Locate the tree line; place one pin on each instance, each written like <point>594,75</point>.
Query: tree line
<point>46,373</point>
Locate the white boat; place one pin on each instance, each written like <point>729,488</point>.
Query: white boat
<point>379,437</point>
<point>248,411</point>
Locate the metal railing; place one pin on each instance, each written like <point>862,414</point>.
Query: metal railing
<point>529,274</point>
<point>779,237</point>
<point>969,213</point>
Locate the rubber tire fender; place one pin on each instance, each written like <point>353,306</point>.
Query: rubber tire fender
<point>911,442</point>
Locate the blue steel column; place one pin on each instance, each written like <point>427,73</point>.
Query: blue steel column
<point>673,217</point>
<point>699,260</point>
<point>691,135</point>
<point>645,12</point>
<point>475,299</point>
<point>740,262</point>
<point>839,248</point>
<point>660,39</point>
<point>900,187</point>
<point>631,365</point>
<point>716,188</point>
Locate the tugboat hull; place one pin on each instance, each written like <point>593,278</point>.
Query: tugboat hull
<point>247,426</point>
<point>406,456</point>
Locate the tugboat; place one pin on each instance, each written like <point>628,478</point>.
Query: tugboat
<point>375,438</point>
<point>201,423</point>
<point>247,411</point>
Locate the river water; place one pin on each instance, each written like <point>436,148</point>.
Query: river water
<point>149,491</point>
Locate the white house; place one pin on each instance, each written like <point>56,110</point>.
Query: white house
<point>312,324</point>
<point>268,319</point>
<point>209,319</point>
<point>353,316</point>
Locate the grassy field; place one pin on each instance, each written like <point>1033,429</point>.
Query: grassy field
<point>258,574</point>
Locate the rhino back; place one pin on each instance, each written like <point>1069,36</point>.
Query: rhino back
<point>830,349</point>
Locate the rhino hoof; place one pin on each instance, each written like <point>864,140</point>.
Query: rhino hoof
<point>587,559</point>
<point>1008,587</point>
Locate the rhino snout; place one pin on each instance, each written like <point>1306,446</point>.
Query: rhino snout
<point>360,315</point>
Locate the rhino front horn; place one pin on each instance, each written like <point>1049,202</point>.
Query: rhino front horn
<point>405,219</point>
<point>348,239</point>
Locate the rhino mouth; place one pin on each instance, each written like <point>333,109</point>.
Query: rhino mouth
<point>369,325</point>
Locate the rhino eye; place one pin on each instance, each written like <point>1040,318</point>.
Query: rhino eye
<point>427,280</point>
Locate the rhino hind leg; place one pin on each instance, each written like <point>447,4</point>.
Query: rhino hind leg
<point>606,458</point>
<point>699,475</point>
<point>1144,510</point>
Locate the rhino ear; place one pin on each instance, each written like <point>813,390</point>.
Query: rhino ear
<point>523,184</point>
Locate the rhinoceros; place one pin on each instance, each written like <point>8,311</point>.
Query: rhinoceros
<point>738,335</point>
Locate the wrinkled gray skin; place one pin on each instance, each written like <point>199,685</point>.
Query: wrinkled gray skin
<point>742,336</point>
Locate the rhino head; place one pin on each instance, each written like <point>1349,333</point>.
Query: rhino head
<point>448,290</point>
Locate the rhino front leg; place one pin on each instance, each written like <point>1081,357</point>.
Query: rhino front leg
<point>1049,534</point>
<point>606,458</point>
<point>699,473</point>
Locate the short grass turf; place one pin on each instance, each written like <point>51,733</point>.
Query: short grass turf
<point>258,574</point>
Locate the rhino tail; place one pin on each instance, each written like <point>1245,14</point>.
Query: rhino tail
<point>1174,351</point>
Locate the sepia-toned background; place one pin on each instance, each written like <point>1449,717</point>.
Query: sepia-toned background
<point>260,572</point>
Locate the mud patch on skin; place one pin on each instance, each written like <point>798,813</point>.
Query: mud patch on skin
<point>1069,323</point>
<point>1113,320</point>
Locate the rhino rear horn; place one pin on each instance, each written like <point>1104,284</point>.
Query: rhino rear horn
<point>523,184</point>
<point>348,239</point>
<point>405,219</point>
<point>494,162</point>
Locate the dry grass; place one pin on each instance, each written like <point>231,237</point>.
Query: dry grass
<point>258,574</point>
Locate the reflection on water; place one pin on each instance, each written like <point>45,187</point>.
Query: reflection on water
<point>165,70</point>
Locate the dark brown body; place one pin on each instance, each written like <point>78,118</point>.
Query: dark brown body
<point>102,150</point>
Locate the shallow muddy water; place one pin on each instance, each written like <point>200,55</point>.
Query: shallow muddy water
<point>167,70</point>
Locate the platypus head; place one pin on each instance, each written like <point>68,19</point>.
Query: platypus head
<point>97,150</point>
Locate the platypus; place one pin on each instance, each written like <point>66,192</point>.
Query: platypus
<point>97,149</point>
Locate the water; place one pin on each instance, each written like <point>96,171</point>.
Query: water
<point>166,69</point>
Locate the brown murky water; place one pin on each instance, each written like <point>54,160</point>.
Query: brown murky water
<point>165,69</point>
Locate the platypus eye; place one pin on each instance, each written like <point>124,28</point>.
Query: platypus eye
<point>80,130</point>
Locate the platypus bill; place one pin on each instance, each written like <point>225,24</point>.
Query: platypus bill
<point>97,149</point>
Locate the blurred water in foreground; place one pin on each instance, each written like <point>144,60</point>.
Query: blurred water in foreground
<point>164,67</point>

====

**YOUR OBJECTIVE:** Could you format every item above as a two-column CSV with the headers text and answer, one row per item? Put each item's text in one quoted field and its answer in another, with line breaks turned into spaces.

**RESPONSE TO THE TASK:**
text,answer
"Locate the tree line; place one pin on each instance, each written like <point>594,75</point>. Query: tree line","<point>46,373</point>"
"Locate the white boat; place one pin on each instance, each written like <point>729,488</point>. Query: white boat","<point>379,437</point> <point>248,411</point>"
"Locate the metal railing; place one pin on each instance, each written like <point>862,414</point>. Query: metal railing","<point>529,274</point> <point>779,237</point> <point>969,213</point>"
"Locate the rubber tire fender; place one pin on each instance, each written like <point>353,306</point>. Query: rubber tire fender","<point>911,442</point>"
"Locate the blue steel column; place one pin on each instance, each written like <point>427,73</point>. Query: blue steel column","<point>673,217</point> <point>699,260</point> <point>691,135</point> <point>645,12</point> <point>475,299</point> <point>740,262</point> <point>839,248</point> <point>660,39</point> <point>900,187</point> <point>631,365</point> <point>716,188</point>"
"Locate the tugboat hull; place one pin on each instance, each written like <point>593,278</point>. Query: tugboat hull","<point>247,426</point> <point>406,456</point>"
"Locate the tugboat; place one pin on each instance, each written like <point>628,478</point>. Query: tugboat","<point>375,438</point> <point>201,423</point> <point>247,411</point>"
"Locate the river water; place one pin on each instance, each written like <point>436,148</point>. Query: river water","<point>149,491</point>"
"Locate the white house; place one pin on each instance, each written like <point>56,110</point>. Query: white house","<point>312,324</point> <point>268,319</point> <point>209,319</point> <point>353,316</point>"
"Locate the grassy field; place one pin on each instance, each written like <point>1033,429</point>. Query: grassy field","<point>258,574</point>"
"Locate the rhino back; place one pin on each instance, each written like <point>1069,36</point>. Query: rhino back","<point>830,349</point>"
"Locate the rhino hoof; place one pin on each instance, each written like <point>864,140</point>. Query: rhino hoof","<point>587,559</point> <point>1008,587</point>"
"Locate the rhino snout; place one pin on each instance, each written like <point>1306,446</point>. Query: rhino snout","<point>360,315</point>"
"Locate the rhino front horn; place one pin on each instance, each written like <point>1049,202</point>. Query: rhino front horn","<point>405,219</point> <point>348,239</point>"
"Locate the rhino mouth; place one pin on each instance, each written like <point>333,109</point>. Query: rhino mouth","<point>369,325</point>"
"Locate the rhino eye; place one pin on each instance, each written like <point>1040,318</point>. Query: rhino eye","<point>427,280</point>"
"Locate the rhino hind leg; place one pin on each instance, each written like <point>447,4</point>. Query: rhino hind leg","<point>606,458</point> <point>699,475</point> <point>1144,510</point>"
"Locate the rhino ear; place one pin on each instance, each written like <point>813,390</point>. Query: rhino ear","<point>523,184</point>"
"Locate the rhinoceros; place one pin on each instance, each written like <point>8,311</point>. Query: rhinoceros","<point>738,335</point>"
"Locate the wrinkled gray skin; place one pin on each instance, each written like <point>199,685</point>. Query: wrinkled gray skin","<point>742,336</point>"
"Locate the rhino head; place one pin on each instance, each written like <point>1349,333</point>. Query: rhino head","<point>448,290</point>"
"Locate the rhino front leg; place one pin on each instance, each written like <point>1081,357</point>. Query: rhino front leg","<point>1049,534</point> <point>606,458</point> <point>699,473</point>"
"Locate the short grass turf; place one pin on each instance, each written like <point>51,733</point>. Query: short grass turf","<point>258,574</point>"
"Locate the rhino tail; place one pin on each instance, each written like <point>1245,14</point>. Query: rhino tail","<point>1174,351</point>"
"Locate the sepia-toned background; place one pin on each instance, each written like <point>1449,717</point>. Query: sepia-toned background","<point>260,572</point>"
"Locate the mud patch on skin; place one pin on each instance, each written like <point>798,813</point>. Query: mud patch on skin","<point>1069,323</point> <point>1113,320</point>"
"Locate the rhino rear horn; place one pin on each instance, each written like <point>1104,284</point>. Query: rhino rear horn","<point>523,184</point> <point>348,239</point> <point>405,219</point> <point>494,162</point>"
"Locate the dry grass; place one pin on each instance, each written like <point>231,237</point>. Query: dry grass","<point>258,574</point>"
"Locate the reflection on water; place one pin on each instance, each written like <point>45,187</point>. Query: reflection on water","<point>165,70</point>"
"Locate the dark brown body; place one pin on each instance, each written like <point>78,118</point>. Query: dark brown body","<point>102,150</point>"
"Locate the shallow muddy water; place one pin on each instance, each written like <point>200,55</point>. Query: shallow muddy water","<point>167,70</point>"
"Locate the platypus head; place one pin on each instance, each written like <point>68,19</point>. Query: platypus head","<point>97,150</point>"
"Locate the platypus; place one pin on each instance, each written like <point>66,192</point>. Query: platypus","<point>97,149</point>"
"Locate the water; place one pin on each instance, each written like <point>96,171</point>. Query: water","<point>166,69</point>"
"Locate the brown murky water; place one pin on each instance, each written like <point>54,160</point>. Query: brown murky water","<point>165,69</point>"
"Locate the platypus eye; place one pin on each instance, each written like <point>124,28</point>. Query: platypus eye","<point>80,130</point>"
"Locate the platypus bill; place one pin on each instance, each written like <point>225,24</point>. Query: platypus bill","<point>97,149</point>"
"Locate the blurred water in foreground; place one pin on each instance, each written like <point>144,60</point>. Query: blurred water in foreground","<point>164,67</point>"